§ Written request: Reproduce verbatim the rows from the line containing "request: draw the outline of every instance of the chopped" through the end of the rows, including both of those ends.

§ Image region outline rows:

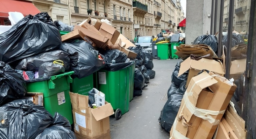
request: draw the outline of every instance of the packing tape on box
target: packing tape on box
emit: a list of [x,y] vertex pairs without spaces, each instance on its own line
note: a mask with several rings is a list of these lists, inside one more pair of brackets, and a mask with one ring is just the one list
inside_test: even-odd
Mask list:
[[[206,77],[204,78],[198,80],[197,81],[195,82],[195,83],[193,84],[193,86],[192,86],[192,87],[191,88],[191,89],[189,93],[187,93],[187,90],[186,90],[186,92],[185,92],[185,93],[184,94],[184,96],[183,97],[183,98],[185,98],[185,103],[184,105],[183,105],[182,108],[182,110],[181,111],[182,112],[180,113],[180,115],[179,116],[179,117],[182,117],[182,115],[181,115],[181,114],[182,113],[182,112],[183,111],[184,106],[186,106],[187,108],[189,109],[190,112],[192,114],[195,115],[195,116],[196,116],[197,117],[201,118],[202,119],[205,120],[207,120],[210,123],[213,124],[213,125],[216,125],[219,124],[220,121],[220,120],[214,119],[211,115],[210,115],[210,114],[214,115],[217,115],[221,114],[223,114],[224,113],[225,113],[225,110],[221,111],[213,111],[208,110],[207,109],[199,109],[197,108],[194,106],[193,106],[193,104],[192,104],[191,103],[190,101],[189,101],[188,99],[189,96],[192,96],[192,95],[193,95],[193,92],[192,92],[192,89],[194,88],[194,86],[197,83],[202,81],[203,81],[209,77],[212,78],[214,77],[218,77],[221,78],[225,79],[225,80],[227,80],[227,79],[223,77],[215,75],[211,75]],[[230,82],[228,83],[232,85],[233,84],[233,82],[230,81],[229,82]],[[172,136],[171,136],[170,139],[171,139],[173,137],[176,139],[190,139],[189,138],[187,138],[185,136],[184,136],[181,133],[180,133],[179,131],[177,131],[176,130],[176,126],[177,125],[177,121],[178,119],[177,119],[177,116],[176,116],[174,121],[174,122],[173,123],[173,124],[172,125],[173,130],[172,131]]]

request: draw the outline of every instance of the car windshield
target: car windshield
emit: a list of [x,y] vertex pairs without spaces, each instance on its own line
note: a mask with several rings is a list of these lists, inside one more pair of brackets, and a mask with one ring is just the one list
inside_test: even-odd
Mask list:
[[138,37],[136,40],[137,43],[150,43],[152,42],[152,38],[150,36]]

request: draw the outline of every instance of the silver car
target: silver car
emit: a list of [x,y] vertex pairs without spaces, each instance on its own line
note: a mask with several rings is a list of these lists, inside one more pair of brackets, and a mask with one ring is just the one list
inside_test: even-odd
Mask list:
[[139,36],[135,41],[135,45],[140,45],[141,47],[150,54],[152,53],[153,39],[151,36]]

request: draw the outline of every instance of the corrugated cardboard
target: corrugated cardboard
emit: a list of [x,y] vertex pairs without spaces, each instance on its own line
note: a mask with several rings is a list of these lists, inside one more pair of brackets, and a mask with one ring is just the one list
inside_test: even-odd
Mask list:
[[93,42],[91,39],[78,30],[75,30],[74,29],[74,31],[73,31],[61,36],[61,41],[62,42],[79,38],[83,39],[84,41],[89,42],[91,44],[93,44]]
[[193,60],[189,57],[180,64],[178,77],[189,70],[187,80],[187,86],[190,80],[198,74],[203,70],[206,70],[214,73],[223,75],[225,74],[223,66],[221,62],[214,60],[202,58],[198,60]]
[[105,22],[102,23],[99,31],[105,37],[108,38],[113,44],[115,43],[120,35],[120,33],[115,28]]
[[104,106],[92,109],[88,107],[88,96],[69,94],[75,132],[85,138],[80,138],[110,139],[109,116],[114,114],[111,104],[105,101]]
[[44,106],[44,94],[42,93],[28,92],[23,98],[33,101],[36,105]]

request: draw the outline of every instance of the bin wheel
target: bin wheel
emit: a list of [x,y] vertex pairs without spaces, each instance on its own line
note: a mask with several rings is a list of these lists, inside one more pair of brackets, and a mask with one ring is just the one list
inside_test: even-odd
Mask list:
[[121,116],[122,116],[122,111],[121,110],[118,108],[115,110],[115,117],[116,120],[118,120],[121,118]]

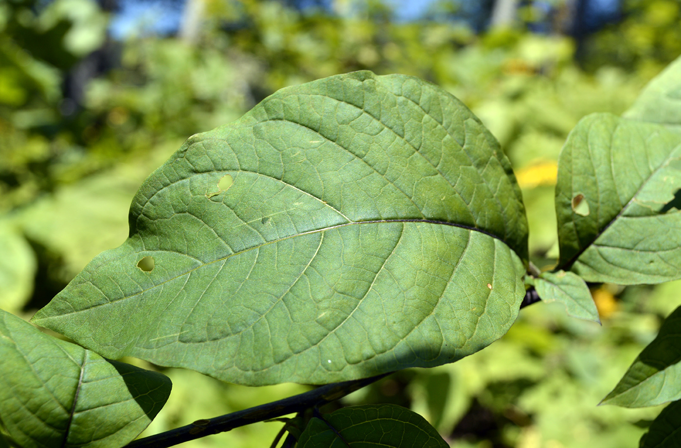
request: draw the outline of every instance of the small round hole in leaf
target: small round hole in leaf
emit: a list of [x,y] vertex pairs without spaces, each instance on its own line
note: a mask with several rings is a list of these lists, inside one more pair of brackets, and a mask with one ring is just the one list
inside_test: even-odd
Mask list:
[[580,216],[589,216],[589,203],[584,194],[580,193],[572,198],[572,211]]
[[137,267],[144,272],[151,272],[154,269],[154,258],[149,256],[144,257],[137,264]]
[[229,174],[225,174],[220,179],[220,182],[217,183],[218,188],[220,190],[225,191],[227,188],[232,186],[232,184],[234,183],[234,179],[232,178]]

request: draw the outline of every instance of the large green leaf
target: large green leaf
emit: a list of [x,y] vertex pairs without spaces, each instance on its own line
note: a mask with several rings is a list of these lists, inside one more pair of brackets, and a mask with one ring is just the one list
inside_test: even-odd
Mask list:
[[170,394],[164,375],[44,334],[0,310],[0,420],[23,448],[131,441]]
[[465,106],[411,77],[280,90],[191,137],[129,220],[34,322],[230,382],[456,361],[503,335],[524,295],[507,159]]
[[622,116],[681,126],[681,58],[649,82]]
[[588,281],[681,278],[681,136],[662,125],[595,114],[558,160],[559,266]]
[[681,399],[681,307],[665,320],[657,337],[643,349],[603,400],[642,407]]
[[395,404],[343,408],[313,418],[300,436],[300,448],[446,448],[426,419]]
[[681,401],[665,407],[641,438],[640,448],[681,447]]

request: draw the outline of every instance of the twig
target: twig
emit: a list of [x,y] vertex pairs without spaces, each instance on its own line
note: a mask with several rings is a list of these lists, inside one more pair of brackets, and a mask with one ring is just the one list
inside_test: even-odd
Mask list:
[[377,381],[392,373],[392,372],[389,372],[370,378],[327,384],[314,390],[283,400],[256,406],[243,411],[238,411],[231,414],[212,419],[197,420],[186,426],[133,441],[125,445],[124,448],[168,448],[168,447],[218,432],[224,432],[257,421],[269,420],[287,414],[302,412],[314,406],[321,406],[338,398],[342,398],[348,394]]

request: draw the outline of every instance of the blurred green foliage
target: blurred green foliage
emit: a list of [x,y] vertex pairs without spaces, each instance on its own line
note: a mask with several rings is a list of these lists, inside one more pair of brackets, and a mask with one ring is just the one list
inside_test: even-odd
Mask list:
[[[194,3],[182,37],[140,30],[123,42],[107,37],[109,17],[90,0],[0,3],[0,307],[30,316],[121,243],[135,191],[190,135],[281,87],[360,69],[430,80],[481,118],[518,174],[533,261],[550,266],[556,160],[567,133],[587,114],[620,114],[681,53],[673,0],[631,0],[621,23],[587,40],[581,65],[559,35],[393,22],[378,6],[334,16],[274,1]],[[113,68],[93,69],[102,61]],[[534,305],[475,356],[400,372],[345,402],[411,407],[452,447],[633,446],[659,409],[596,405],[681,303],[680,286],[595,287],[602,327]],[[165,373],[173,394],[147,434],[305,390]],[[281,424],[183,446],[267,446]]]

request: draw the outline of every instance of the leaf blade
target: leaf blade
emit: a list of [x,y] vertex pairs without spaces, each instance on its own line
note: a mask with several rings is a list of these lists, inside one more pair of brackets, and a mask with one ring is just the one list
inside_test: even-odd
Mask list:
[[[130,228],[34,322],[231,382],[452,362],[505,332],[524,295],[508,160],[458,100],[402,75],[284,89],[190,137],[140,188]],[[448,286],[460,264],[470,292]]]
[[674,448],[681,445],[681,401],[665,407],[641,438],[640,448]]
[[[605,114],[582,119],[558,162],[559,266],[587,281],[679,278],[681,214],[671,205],[680,160],[681,137],[663,126]],[[586,214],[576,208],[582,202]]]
[[302,448],[447,446],[425,419],[395,404],[353,406],[338,409],[323,420],[313,417],[298,443]]
[[159,373],[108,361],[1,311],[2,421],[21,446],[110,447],[131,441],[170,392]]
[[681,398],[681,307],[663,323],[603,403],[626,407],[654,406]]
[[589,288],[574,273],[542,273],[533,283],[543,301],[559,302],[565,306],[568,315],[601,323]]
[[681,126],[681,58],[649,82],[622,115],[625,118]]

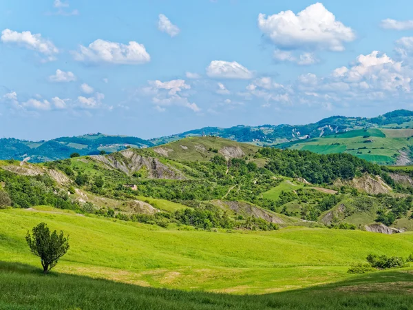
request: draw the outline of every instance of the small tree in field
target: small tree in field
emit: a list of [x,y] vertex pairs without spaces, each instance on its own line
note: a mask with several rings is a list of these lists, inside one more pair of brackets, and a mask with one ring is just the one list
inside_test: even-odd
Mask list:
[[69,236],[65,237],[61,231],[59,235],[56,230],[50,233],[44,223],[33,227],[32,231],[33,236],[28,231],[26,241],[30,251],[40,258],[43,273],[47,273],[69,249]]

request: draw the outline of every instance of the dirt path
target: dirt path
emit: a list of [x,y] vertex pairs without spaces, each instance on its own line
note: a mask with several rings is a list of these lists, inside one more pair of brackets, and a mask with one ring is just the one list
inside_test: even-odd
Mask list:
[[85,216],[83,214],[81,214],[79,213],[71,214],[71,213],[65,213],[65,212],[56,212],[55,211],[43,211],[43,210],[36,210],[33,208],[24,209],[26,211],[29,211],[30,212],[39,212],[39,213],[50,213],[53,214],[65,214],[65,215],[74,215],[76,216]]
[[323,188],[323,187],[310,187],[310,188],[313,188],[319,192],[322,192],[323,193],[331,194],[332,195],[335,195],[336,194],[337,194],[337,191],[335,191],[333,189],[328,189],[328,188]]
[[233,186],[232,187],[230,187],[229,189],[228,189],[228,192],[226,192],[226,194],[225,195],[224,195],[221,199],[224,199],[225,197],[226,197],[228,196],[228,194],[229,194],[229,192],[231,191],[232,191],[235,186],[237,186],[236,184],[234,186]]

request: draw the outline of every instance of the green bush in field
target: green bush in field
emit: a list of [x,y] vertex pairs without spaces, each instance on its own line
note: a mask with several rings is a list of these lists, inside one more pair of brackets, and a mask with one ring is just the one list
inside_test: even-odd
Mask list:
[[405,260],[402,257],[369,254],[366,259],[372,267],[378,269],[400,268],[405,265]]
[[12,200],[7,192],[0,190],[0,209],[12,205]]
[[28,245],[30,251],[40,258],[43,273],[47,273],[69,249],[68,237],[65,237],[63,231],[59,235],[56,230],[50,233],[44,223],[33,227],[32,232],[32,236],[28,231],[25,238]]
[[377,269],[373,268],[370,264],[359,263],[352,266],[348,271],[348,273],[357,274],[366,273],[367,272],[375,271]]

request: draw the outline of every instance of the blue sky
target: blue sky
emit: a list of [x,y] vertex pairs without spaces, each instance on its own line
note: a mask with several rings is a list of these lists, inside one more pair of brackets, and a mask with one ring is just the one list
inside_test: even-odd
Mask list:
[[1,136],[147,138],[412,109],[407,0],[3,0]]

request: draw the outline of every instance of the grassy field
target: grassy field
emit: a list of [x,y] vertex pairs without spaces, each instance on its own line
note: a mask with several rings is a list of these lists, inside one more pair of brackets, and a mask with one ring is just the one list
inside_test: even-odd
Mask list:
[[253,155],[259,149],[255,145],[218,137],[188,137],[151,149],[171,159],[206,161],[225,147],[239,147],[246,156]]
[[45,222],[70,235],[71,249],[56,272],[156,288],[244,294],[345,280],[354,277],[346,273],[349,266],[370,253],[407,256],[413,251],[411,233],[300,227],[213,232],[59,212],[0,211],[0,260],[39,268],[24,236]]
[[381,165],[394,165],[400,152],[409,154],[412,130],[359,130],[286,145],[318,154],[349,153]]
[[[403,272],[404,271],[404,272]],[[334,284],[260,296],[142,287],[0,262],[0,308],[8,309],[389,309],[413,307],[413,276],[376,272]]]
[[279,197],[279,194],[282,192],[290,192],[290,191],[296,191],[300,188],[303,188],[303,185],[299,185],[298,184],[293,183],[289,180],[285,180],[282,181],[278,186],[272,188],[268,192],[262,194],[264,198],[266,199],[271,199],[272,200],[277,200]]

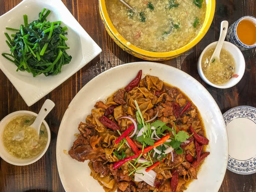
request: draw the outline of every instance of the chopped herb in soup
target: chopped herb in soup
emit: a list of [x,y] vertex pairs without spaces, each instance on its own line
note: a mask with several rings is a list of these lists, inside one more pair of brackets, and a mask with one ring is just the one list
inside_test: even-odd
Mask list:
[[199,33],[205,17],[203,0],[106,0],[114,26],[127,41],[143,49],[167,52],[185,45]]
[[44,149],[48,139],[47,131],[42,124],[38,135],[35,129],[29,127],[35,119],[32,115],[20,115],[6,125],[3,141],[10,154],[20,159],[28,159],[38,155]]
[[206,77],[211,82],[221,85],[227,82],[232,77],[237,77],[233,75],[235,70],[235,61],[231,54],[222,49],[219,56],[220,62],[213,59],[210,61],[215,48],[207,50],[202,58],[202,69]]

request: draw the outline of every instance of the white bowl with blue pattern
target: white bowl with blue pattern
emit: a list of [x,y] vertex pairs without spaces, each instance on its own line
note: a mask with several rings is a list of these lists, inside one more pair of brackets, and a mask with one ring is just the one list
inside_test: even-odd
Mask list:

§ Task response:
request: draw the outline of every instance of the chopped herb in soup
target: chopped herb in soup
emit: a list of [x,y] vertex pairs without spaces, each instance on its own line
note: a mask with several rings is a list of these lists, inside one more pair of brackets, and a mask with one ring is just the one list
inside_test: even-odd
Mask list:
[[199,33],[205,17],[203,0],[106,0],[114,26],[127,41],[143,49],[167,52],[185,45]]
[[44,149],[48,139],[47,131],[42,124],[38,135],[35,129],[29,127],[35,119],[32,115],[20,115],[6,125],[3,141],[10,154],[20,159],[28,159],[38,155]]
[[206,77],[211,82],[221,85],[227,82],[232,77],[237,77],[233,75],[235,70],[235,61],[231,54],[222,49],[219,56],[220,62],[213,59],[210,61],[215,48],[207,50],[202,58],[202,69]]

request: draw the outline of every instance of the white bowl with blue pattern
target: white bowl with blue pattern
emit: a list of [x,y] vertex pairs without spaces, each instance on its own line
note: a mask with several rings is a list of these lists, inside one more pair of brackets, and a mask with one ring is just the one list
inside_test: even-odd
Mask list:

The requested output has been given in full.